= What is needed =
Turn the part of the items below that opens with the line containing "like x=206 y=203." and closes with the line containing "x=260 y=109" into a numbered list, with both of those lines included and blank lines left out.

= Material shown =

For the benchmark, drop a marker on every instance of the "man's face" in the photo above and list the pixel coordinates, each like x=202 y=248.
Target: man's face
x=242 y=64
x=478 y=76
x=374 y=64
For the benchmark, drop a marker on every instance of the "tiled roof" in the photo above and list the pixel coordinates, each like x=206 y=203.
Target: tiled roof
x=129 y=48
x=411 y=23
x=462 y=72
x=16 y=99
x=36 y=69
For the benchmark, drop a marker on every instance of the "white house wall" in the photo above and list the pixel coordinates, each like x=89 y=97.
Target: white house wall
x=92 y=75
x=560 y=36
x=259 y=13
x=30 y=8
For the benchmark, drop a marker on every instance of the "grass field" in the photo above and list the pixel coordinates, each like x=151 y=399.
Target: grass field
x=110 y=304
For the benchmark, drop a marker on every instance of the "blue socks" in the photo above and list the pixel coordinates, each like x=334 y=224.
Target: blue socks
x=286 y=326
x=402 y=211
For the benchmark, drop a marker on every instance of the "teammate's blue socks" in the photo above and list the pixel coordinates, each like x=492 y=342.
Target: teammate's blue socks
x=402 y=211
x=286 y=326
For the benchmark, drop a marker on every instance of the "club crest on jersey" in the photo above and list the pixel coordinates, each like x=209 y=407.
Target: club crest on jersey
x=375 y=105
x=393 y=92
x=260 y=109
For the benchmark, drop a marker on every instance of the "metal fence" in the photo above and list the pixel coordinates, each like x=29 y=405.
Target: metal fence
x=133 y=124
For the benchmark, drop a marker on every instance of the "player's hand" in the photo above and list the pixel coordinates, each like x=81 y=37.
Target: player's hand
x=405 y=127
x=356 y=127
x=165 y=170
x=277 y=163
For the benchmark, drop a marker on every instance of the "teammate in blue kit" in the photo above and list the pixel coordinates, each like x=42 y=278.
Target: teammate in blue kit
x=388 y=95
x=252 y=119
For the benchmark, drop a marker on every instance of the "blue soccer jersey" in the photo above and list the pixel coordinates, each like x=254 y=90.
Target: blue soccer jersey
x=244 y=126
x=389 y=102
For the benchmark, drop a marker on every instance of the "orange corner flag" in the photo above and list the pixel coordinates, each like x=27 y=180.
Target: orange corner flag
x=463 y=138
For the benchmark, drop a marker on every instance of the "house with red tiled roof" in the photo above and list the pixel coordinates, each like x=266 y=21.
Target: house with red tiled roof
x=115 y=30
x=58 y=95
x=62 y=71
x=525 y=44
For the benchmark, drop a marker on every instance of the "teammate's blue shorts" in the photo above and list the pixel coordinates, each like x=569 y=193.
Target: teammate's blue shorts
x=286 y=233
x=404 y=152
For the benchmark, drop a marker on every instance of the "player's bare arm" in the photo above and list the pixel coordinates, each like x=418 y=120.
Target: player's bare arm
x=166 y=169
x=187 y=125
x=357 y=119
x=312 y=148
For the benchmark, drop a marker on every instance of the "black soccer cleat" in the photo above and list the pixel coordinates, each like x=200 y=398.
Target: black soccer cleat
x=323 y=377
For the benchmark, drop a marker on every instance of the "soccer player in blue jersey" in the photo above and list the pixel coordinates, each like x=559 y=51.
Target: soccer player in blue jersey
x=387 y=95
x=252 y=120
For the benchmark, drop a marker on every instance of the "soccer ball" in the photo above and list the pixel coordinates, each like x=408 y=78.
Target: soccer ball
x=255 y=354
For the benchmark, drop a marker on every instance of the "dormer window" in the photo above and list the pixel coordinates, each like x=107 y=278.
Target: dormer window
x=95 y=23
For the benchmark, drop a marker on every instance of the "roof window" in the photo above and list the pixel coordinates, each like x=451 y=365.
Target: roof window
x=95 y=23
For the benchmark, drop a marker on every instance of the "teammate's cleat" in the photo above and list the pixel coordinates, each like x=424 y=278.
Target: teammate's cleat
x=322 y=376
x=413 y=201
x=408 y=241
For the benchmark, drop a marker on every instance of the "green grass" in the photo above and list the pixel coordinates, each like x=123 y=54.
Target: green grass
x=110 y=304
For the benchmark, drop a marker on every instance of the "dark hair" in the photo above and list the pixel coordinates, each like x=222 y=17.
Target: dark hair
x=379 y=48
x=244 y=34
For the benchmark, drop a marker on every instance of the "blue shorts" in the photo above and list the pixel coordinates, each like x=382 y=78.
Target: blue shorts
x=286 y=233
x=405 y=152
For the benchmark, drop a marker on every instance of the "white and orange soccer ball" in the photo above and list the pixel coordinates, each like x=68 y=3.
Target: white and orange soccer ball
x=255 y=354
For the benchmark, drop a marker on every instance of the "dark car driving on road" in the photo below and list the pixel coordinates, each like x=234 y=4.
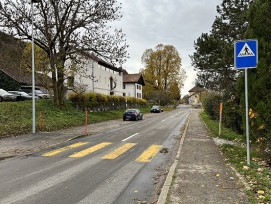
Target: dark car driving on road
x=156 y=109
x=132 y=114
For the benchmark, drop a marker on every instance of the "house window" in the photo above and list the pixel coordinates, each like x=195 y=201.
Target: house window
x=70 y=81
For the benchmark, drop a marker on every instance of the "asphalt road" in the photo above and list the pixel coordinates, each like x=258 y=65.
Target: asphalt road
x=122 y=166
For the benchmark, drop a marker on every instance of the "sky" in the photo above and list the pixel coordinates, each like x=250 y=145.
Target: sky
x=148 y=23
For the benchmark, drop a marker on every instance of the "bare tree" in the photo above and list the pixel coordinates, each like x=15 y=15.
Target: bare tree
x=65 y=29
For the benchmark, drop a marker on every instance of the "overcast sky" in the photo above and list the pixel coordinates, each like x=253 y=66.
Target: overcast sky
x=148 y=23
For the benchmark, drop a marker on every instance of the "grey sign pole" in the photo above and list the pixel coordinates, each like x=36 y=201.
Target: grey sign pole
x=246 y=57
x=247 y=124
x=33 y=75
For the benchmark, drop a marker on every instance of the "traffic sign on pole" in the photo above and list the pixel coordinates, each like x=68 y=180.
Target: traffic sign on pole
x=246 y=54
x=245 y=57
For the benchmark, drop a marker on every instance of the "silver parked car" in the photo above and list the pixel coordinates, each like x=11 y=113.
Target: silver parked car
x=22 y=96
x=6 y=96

--

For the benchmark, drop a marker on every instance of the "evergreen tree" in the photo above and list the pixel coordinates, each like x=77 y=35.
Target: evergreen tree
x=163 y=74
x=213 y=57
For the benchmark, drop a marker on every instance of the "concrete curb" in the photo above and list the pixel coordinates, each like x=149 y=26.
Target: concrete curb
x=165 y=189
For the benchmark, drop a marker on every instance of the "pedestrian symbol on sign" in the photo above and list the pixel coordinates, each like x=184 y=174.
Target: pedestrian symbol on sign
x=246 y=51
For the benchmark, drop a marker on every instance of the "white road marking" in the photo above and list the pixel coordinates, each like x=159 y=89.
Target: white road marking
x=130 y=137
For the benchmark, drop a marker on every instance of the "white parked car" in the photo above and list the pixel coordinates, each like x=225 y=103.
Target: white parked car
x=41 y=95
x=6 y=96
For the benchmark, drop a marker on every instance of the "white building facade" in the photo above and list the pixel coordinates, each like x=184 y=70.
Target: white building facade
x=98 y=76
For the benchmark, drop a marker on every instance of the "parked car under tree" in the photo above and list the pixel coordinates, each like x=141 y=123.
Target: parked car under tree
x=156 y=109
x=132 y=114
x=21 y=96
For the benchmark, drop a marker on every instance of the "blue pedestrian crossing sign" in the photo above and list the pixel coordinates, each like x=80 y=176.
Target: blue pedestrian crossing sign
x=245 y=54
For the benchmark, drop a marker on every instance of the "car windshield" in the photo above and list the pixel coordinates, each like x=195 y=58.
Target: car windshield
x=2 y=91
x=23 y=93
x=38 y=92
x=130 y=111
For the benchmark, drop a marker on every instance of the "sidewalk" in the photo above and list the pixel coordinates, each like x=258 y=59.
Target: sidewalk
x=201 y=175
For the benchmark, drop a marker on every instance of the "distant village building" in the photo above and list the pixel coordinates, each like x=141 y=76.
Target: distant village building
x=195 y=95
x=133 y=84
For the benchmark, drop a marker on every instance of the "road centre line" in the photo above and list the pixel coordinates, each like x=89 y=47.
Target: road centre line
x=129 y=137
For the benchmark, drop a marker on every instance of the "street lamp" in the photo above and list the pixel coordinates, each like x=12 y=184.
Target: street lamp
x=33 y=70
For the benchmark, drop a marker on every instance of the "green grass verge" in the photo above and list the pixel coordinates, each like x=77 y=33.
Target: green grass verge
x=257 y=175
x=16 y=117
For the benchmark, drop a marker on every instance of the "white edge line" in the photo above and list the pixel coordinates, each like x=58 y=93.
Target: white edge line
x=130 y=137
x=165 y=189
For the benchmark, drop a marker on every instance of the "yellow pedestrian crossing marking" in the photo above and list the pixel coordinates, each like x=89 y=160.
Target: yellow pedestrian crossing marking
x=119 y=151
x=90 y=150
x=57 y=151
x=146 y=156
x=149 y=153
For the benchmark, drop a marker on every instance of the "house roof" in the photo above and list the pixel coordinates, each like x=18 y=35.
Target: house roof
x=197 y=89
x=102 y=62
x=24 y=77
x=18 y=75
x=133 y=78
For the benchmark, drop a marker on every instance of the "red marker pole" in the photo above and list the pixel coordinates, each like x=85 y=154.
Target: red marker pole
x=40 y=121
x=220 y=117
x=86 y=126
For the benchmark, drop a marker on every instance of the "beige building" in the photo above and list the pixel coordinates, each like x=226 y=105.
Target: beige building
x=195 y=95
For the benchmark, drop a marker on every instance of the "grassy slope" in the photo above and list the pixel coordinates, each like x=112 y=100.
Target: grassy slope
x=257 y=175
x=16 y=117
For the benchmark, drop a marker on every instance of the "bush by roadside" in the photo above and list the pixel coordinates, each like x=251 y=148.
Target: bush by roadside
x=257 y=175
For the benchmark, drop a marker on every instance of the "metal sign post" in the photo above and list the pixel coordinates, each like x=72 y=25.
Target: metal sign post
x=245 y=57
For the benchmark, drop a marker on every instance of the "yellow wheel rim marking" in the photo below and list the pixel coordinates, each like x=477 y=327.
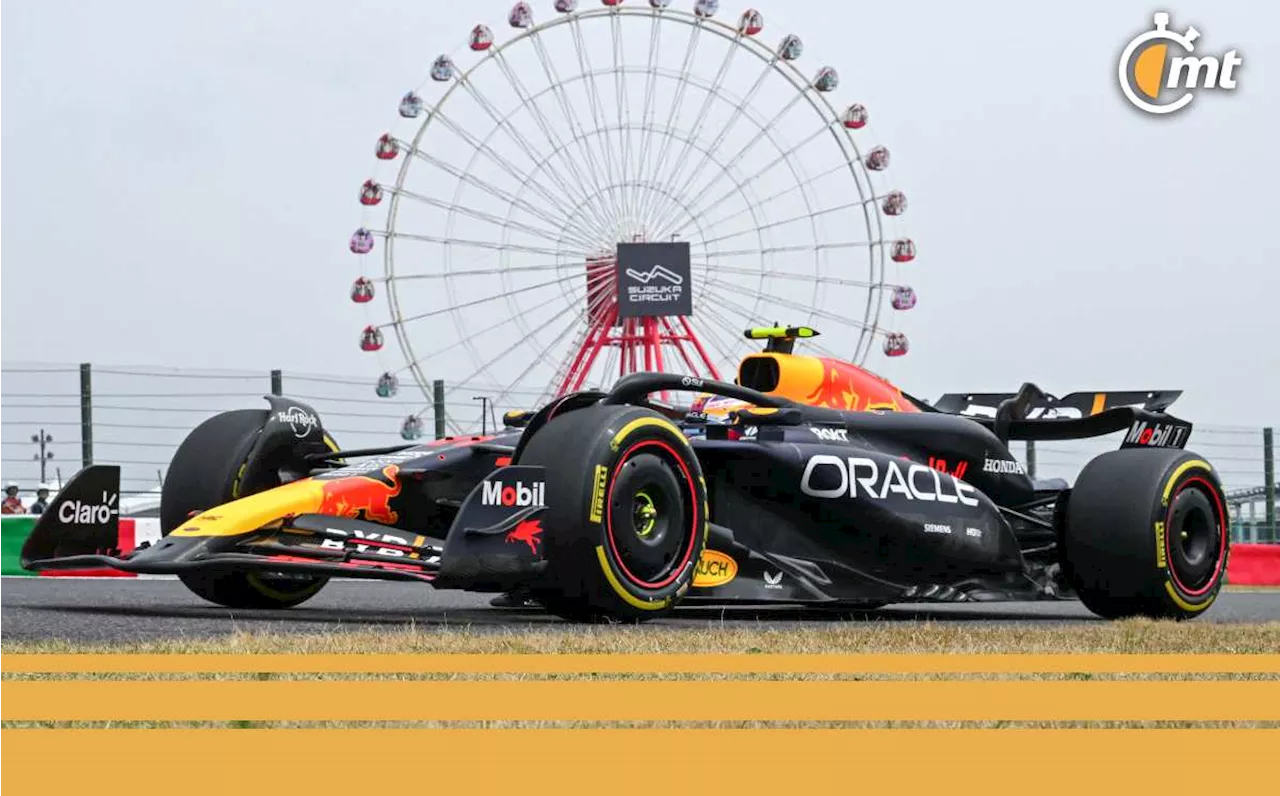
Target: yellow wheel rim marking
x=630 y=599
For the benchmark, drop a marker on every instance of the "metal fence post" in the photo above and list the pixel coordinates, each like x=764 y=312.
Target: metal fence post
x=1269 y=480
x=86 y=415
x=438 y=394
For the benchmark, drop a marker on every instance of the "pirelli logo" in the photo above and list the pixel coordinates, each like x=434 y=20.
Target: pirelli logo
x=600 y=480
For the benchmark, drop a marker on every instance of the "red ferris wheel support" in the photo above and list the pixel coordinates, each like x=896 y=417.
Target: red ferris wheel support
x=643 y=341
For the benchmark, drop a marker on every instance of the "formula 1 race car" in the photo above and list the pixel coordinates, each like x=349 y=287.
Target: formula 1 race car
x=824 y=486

...

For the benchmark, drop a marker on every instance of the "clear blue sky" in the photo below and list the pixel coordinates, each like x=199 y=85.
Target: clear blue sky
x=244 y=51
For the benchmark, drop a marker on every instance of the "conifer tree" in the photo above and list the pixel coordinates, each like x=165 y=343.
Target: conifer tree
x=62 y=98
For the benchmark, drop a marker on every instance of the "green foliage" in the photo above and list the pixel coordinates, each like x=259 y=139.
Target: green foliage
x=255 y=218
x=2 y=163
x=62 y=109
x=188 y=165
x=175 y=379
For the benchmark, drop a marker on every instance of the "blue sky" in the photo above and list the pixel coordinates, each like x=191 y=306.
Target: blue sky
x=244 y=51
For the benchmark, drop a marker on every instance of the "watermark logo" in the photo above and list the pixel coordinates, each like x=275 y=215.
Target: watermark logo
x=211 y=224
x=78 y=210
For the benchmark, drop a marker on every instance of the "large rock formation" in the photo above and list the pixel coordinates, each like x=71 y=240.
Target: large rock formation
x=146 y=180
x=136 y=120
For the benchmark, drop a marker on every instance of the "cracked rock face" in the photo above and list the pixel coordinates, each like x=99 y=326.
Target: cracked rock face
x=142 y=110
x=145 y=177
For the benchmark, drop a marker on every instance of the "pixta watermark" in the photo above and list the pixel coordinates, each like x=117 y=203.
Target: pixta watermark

= Exercise output =
1. For the benchmark, drop a marker on every instance of the "tiled roof" in the photo above and list the pixel coordinates, each like x=206 y=203.
2. Target: tiled roof
3. x=129 y=48
4. x=411 y=23
5. x=462 y=72
6. x=16 y=99
7. x=36 y=69
8. For the benchmark, drop a marker on every instance of the "white house wall" in the photo above and list the pixel coordinates, each like x=89 y=97.
9. Target: white house wall
10. x=92 y=75
11. x=560 y=36
12. x=259 y=13
13. x=30 y=8
14. For the benchmark, drop a marker on every instance of the "grass field" in the photo above and list the pixel coordinates, each like x=151 y=399.
15. Target: grass field
16. x=110 y=304
17. For the benchmark, drop a marker on every instance of the "blue socks" in the photo above and list the pixel coordinates, each like x=334 y=224.
18. Target: blue socks
19. x=286 y=326
20. x=402 y=211
21. For the benchmark, drop a marker on every instance of the "teammate's blue socks" in the photo above and list the pixel coordinates, each like x=492 y=342.
22. Target: teammate's blue socks
23. x=402 y=211
24. x=286 y=326
25. For the benchmark, drop a marker on every instance of the "club crest on jersey" in the photo above and list the pixel coordinates, each like x=209 y=407.
26. Target: club crest on jersey
27. x=375 y=105
28. x=393 y=92
29. x=260 y=109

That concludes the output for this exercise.